### PASSAGE FOR REVIEW
● ● ●

Illinois ‘Dismemberment Abortion’ Ban (HB 2891)
This law was last updated on Feb 13, 2019
HB 2891 would prohibit a person from performing, or attempting to perform, a “dismemberment abortion” on a fetus unless it is necessary to save the life of the pregnant patient or if a continuation of the pregnancy would cause a substantial and irreversible physical impairment of a major bodily function of the pregnant patient.
The bill defines dismemberment abortion to mean:
“[…]the purpose of causing the death of an unborn child, purposely to dismember a living unborn child and extract him or her one piece at a time from the uterus through use of clamps, grasping forceps, tongs, scissors, or similar instruments that, through the convergence of 2 rigid levers, slice, crush, or grasp a portion of the unborn child’s body to cut or rip it off.”
The bill provides that no patient upon whom an abortion is performed or attempted to be performed may be criminally or civilly liable.
Additionally, the bill provides that no nurse, technician, secretary, receptionist, or other employee or agent who is not a physician, but who acts at the direction of a physician, and no pharmacist or other individual who is not a physician, but who fills a prescription or provides instruments or materials used in an abortion at the direction of or to a physician may be criminally or civilly liable for performing or attempting to perform a “dismemberment abortion.”

● ● ●

### SUPPLIED MATERIAL
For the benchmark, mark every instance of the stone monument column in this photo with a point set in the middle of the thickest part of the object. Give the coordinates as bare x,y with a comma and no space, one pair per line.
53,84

● ● ●

### ACTION ITEM A
According to the HB 2891 summary, on what date was this law last updated?
### ACTION ITEM B
Translate this sentence from the HB 2891 summary into Spanish: "The bill provides that no patient upon whom an abortion is performed or attempted to be performed may be criminally or civilly liable."
### ACTION ITEM C
Carry on the HB 2891 summary, starting after its final sentence.

### EXPECTED OUTPUT A
Feb 13, 2019

### EXPECTED OUTPUT B
El proyecto de ley dispone que ningún paciente al que se le practique o se intente practicar un aborto podrá ser responsable penal ni civilmente.

### EXPECTED OUTPUT C
This law targets a procedure known as dilation and evacuation (D and E), which is frequently used during second-trimester abortions. According to the American Congress of Obstetricians and Gynecologists, an abortion using suction aspiration can be performed up to 14 weeks’ gestation, but after 14 weeks the D and E procedure must be used to perform an abortion. As such, dilation and evacuation bans, depending upon their language, may ban all surgical abortion past 14 weeks’ gestation. (Source.)
Based on model legislation drafted by the National Right to Life Committee.